Extrait fourni.
------------------------------

Essai Alpine A110 S : retour vers le futur 2

Il m’aura fallu un certain temps pour écrire ces premières lignes à propos d’un essai qui remonte déjà à un mois tout pile. Le hasard du calendrier veut d’ailleurs que ce soit au lendemain de la présentation du plan “Renaulution” annonçant entre autres le passage de la marque Alpine au tout électrique. Nul doute que la saveur de l’essai de l’A110 S en décembre dernier aurait été toute autre cet élément en tête. Je suis partagé entre le sentiment d’avoir pris part au commencement d’une histoire, et celui d’avoir goûté à un des derniers symboles d’une ère vouée à disparaître. En s’associant à Lotus pour le développement de la remplaçante de l’A110, l’avenir ne semble pourtant pas si noir qu’il en a l’air pour la marque au A fléché. Certains ont su en effet démontrer que le plaisir de conduite pouvait être de la partie même à bord d’un véhicule à batteries, en témoigne la Porsche Taycan aux critiques plutôt élogieuses. Mais point de pari sur l’avenir, concentrons nous déjà sur ce dinosaure brûlant ce qu’il nous reste d’énergie fossile avant de tenter ne serait-ce que psychologiquement, un retour vers le futur.

------------------------------

Données fournies.
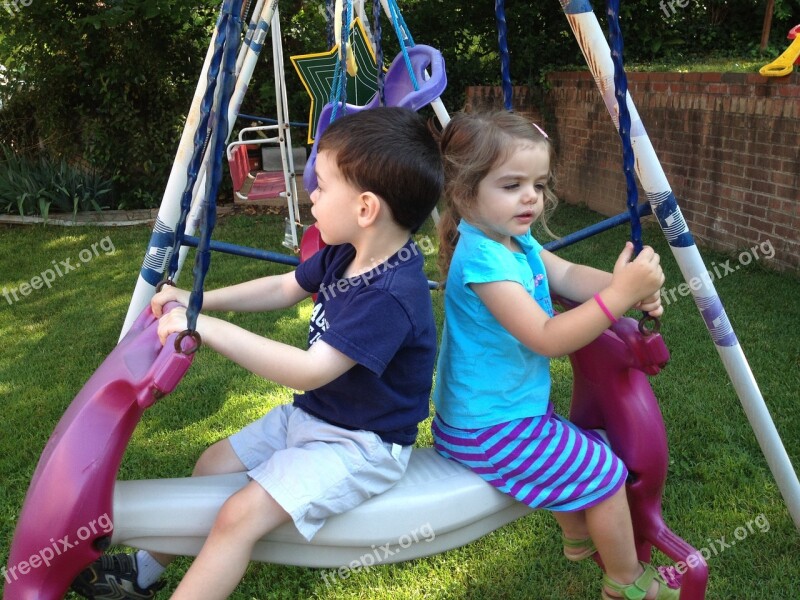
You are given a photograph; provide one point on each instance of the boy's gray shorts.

------------------------------

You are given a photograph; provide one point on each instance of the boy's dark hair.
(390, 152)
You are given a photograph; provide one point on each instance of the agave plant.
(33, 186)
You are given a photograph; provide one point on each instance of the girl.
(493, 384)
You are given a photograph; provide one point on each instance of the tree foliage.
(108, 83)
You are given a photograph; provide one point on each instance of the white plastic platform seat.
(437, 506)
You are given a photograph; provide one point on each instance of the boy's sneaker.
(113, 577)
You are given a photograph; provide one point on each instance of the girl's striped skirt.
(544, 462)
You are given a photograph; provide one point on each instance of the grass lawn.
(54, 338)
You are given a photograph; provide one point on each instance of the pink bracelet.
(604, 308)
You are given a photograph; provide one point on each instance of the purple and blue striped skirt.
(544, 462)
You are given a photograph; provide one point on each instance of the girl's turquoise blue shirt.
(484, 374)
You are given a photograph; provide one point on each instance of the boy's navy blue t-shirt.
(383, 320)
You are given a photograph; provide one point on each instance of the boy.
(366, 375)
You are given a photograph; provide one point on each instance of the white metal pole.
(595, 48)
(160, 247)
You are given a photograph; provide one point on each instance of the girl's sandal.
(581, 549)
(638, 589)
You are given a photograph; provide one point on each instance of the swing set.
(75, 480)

------------------------------

Consignes.
1. Dans l'essai de l'Alpine A110 S, avec quel constructeur Alpine s'associe-t-elle pour développer la remplaçante de l'A110 ?
2. Poursuivez l'essai de l'Alpine A110 S à la suite de sa dernière phrase.

Réponses par consigne.
1. Avec Lotus.

2.
Après un premier essai “officiel” pour le blog dans des conditions idylliques, comprenez par là plusieurs milliers de kilomètres derrière le volant durant une dizaine de jours sur les plus belles routes de France (à retrouver ici), l’A110 se laisse enfin savourer dans sa déclinaison S qui n’est pas sans rappeler le mode de fonctionnement d’un certain constructeur basé à Zuffenhausen quant à ses terminologies employées pour désigner une mouture plus sportive d’un modèle. La cible est ainsi clairement affichée, l’A110 dans sa version S entend bien faire tourner les têtes d’une partie de la clientèle Porsche, si possible en direction du port de Dieppe.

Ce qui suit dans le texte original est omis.